— start of Data —
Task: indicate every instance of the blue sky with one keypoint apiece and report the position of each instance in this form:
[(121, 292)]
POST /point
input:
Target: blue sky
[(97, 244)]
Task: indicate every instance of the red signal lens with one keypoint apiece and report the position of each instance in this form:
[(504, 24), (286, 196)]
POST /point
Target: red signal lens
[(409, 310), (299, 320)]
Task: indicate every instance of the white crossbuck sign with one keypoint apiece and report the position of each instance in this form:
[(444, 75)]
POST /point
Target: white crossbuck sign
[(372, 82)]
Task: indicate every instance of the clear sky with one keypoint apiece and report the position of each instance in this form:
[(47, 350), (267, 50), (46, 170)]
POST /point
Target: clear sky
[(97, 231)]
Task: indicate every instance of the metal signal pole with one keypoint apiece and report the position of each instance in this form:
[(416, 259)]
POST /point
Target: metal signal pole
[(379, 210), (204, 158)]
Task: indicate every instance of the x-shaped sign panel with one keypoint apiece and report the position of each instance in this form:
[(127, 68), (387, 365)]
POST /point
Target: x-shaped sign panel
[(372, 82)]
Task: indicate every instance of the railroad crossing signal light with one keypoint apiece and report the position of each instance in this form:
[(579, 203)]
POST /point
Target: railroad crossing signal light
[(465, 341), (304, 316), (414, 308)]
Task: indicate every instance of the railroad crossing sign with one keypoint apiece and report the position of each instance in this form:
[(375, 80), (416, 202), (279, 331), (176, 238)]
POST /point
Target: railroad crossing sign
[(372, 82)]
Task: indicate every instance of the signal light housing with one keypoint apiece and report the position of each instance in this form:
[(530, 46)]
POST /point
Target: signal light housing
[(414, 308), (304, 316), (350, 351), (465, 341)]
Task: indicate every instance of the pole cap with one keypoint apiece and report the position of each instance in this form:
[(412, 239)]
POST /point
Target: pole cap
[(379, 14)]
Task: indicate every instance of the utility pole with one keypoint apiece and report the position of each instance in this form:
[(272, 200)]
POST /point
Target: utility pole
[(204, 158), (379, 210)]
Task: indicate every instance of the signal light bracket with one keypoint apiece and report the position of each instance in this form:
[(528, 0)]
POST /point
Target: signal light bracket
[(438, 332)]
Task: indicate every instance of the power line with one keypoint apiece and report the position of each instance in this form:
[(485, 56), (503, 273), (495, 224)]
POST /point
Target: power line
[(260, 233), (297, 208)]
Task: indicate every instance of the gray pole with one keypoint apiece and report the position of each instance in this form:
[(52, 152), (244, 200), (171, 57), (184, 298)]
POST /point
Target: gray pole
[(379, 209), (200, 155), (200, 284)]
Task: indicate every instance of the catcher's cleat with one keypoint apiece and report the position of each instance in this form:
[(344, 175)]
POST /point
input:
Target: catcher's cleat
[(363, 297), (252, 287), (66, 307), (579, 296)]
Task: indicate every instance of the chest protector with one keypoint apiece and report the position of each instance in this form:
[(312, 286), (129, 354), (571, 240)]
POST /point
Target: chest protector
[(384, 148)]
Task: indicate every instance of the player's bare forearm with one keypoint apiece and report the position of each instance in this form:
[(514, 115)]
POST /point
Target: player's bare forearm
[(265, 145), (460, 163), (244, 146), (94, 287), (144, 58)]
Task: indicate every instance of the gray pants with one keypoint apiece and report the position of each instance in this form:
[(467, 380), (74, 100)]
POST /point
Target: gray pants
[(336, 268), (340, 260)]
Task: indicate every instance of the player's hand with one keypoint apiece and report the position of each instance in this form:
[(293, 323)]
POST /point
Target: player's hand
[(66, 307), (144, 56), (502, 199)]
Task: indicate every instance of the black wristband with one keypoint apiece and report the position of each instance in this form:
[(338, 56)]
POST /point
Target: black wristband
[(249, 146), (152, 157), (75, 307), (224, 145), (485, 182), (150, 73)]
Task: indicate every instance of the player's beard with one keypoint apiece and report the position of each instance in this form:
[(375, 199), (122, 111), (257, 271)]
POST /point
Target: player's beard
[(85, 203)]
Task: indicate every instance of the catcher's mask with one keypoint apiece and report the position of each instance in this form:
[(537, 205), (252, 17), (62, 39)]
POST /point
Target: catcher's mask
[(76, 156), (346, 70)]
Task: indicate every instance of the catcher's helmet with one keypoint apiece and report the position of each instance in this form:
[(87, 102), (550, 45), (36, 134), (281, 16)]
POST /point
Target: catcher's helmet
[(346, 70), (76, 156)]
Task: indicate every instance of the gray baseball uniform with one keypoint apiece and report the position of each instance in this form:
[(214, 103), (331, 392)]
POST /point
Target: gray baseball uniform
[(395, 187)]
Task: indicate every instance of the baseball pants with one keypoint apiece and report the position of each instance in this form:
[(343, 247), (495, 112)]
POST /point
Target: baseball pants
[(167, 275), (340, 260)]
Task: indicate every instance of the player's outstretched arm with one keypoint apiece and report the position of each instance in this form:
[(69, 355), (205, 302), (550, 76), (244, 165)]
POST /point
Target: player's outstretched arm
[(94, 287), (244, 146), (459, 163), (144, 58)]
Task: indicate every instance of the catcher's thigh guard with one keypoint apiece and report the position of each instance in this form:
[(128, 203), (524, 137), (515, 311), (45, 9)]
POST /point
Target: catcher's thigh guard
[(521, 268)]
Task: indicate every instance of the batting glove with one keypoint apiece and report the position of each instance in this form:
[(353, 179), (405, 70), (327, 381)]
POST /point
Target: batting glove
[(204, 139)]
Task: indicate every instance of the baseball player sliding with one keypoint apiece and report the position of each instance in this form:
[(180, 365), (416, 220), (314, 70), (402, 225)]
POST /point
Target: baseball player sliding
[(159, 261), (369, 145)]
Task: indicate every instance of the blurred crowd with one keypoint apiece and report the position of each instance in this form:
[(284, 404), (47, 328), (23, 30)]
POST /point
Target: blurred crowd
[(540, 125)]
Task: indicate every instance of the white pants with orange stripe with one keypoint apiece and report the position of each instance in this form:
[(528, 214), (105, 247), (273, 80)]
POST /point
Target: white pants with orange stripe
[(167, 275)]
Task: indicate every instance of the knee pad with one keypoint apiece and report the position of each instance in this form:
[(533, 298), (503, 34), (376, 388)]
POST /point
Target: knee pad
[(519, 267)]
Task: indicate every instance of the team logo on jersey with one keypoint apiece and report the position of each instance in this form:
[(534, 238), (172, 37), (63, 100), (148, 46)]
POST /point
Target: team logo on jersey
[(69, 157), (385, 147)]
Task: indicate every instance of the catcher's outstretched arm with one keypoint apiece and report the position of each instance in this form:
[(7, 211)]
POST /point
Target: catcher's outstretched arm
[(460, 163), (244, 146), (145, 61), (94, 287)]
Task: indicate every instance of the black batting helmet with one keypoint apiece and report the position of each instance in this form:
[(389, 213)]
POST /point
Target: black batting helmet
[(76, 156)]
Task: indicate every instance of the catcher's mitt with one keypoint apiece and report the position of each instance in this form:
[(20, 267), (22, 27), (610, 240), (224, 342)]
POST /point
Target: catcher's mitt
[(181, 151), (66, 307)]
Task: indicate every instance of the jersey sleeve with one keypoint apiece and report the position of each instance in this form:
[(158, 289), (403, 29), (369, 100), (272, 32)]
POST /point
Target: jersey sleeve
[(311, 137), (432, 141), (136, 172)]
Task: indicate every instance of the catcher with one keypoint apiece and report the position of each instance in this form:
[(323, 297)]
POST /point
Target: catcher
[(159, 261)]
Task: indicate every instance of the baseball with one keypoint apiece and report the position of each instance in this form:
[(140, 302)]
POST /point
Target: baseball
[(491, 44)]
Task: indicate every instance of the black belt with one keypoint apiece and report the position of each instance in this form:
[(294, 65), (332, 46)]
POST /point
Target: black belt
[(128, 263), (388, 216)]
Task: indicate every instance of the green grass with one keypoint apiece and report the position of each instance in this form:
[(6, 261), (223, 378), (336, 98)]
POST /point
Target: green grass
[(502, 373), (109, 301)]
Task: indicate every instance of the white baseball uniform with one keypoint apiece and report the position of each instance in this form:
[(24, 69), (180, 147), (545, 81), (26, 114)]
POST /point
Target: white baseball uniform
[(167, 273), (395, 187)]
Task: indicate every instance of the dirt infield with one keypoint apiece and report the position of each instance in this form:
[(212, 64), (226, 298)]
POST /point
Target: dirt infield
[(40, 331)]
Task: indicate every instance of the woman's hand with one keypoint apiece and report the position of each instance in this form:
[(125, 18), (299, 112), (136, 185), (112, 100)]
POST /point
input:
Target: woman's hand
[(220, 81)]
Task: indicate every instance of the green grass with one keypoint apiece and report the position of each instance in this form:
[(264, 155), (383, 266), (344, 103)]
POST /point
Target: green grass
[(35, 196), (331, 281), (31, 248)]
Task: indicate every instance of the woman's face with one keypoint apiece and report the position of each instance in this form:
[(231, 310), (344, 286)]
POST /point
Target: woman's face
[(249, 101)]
— end of Data —
Exercise task: Can you rewrite the records above as a Markdown table with the columns Row and Line, one numbered row per line, skipping blank lines, and covering only the lines between the one holding "Task: indicate every instance of the signal light bracket" and the one holding "[(66, 307), (144, 56), (502, 199)]", inclusive?

Output for this exercise:
| Row | Line |
|---|---|
| 1 | Task: indicate every instance of the signal light bracket with one keypoint apiece and report the position of each instance in this form: |
| 2 | [(528, 0)] |
| 3 | POST /point |
| 4 | Target: signal light bracket |
| 5 | [(438, 332)] |
| 6 | Task: indicate every instance of the power line with one keypoint apiece and report the position of each instance in this form: |
| 7 | [(485, 56), (503, 273), (495, 224)] |
| 8 | POST /point |
| 9 | Target: power line |
| 10 | [(260, 233), (297, 208)] |
| 11 | Task: indicate every instance of the gray pole with one keypoint apiece and report the position of each instance in this form: |
| 12 | [(52, 152), (244, 200), (171, 57), (184, 298)] |
| 13 | POST /point |
| 14 | Target: gray pole |
| 15 | [(379, 209), (200, 155), (200, 284)] |
| 16 | Task: indicate every instance of the catcher's cleat with one keypoint apiece and report the position of each instance in this form: |
| 17 | [(344, 175)] |
| 18 | POST /point |
| 19 | input: |
| 20 | Target: catcher's cleat |
| 21 | [(363, 297), (252, 287), (66, 307), (579, 296)] |
| 22 | Task: indicate every instance of the chest protector with one keypoint apiece and report the position of each instance in this form: |
| 23 | [(312, 286), (129, 354), (571, 240)] |
| 24 | POST /point |
| 25 | Target: chest protector |
| 26 | [(384, 148)] |
| 27 | Task: indicate every instance of the player's bare forearm with one keypoint apiece and report the position of each instance in this form: |
| 28 | [(514, 115)] |
| 29 | POST /point |
| 30 | Target: player's bare forearm |
| 31 | [(265, 145), (460, 163), (244, 146), (94, 287), (144, 58)] |
| 32 | Task: indicate every instance of the gray pants with one keypoint apiece and report the position of each instance in this form: |
| 33 | [(467, 380), (74, 100)] |
| 34 | POST /point |
| 35 | Target: gray pants |
| 36 | [(336, 268), (340, 260)] |
| 37 | Task: indicate every instance of the player's hand with one keypoint apiece and report the position of each instance in this form: |
| 38 | [(293, 323)] |
| 39 | POST /point |
| 40 | Target: player's hand |
| 41 | [(66, 307), (144, 56), (502, 199)] |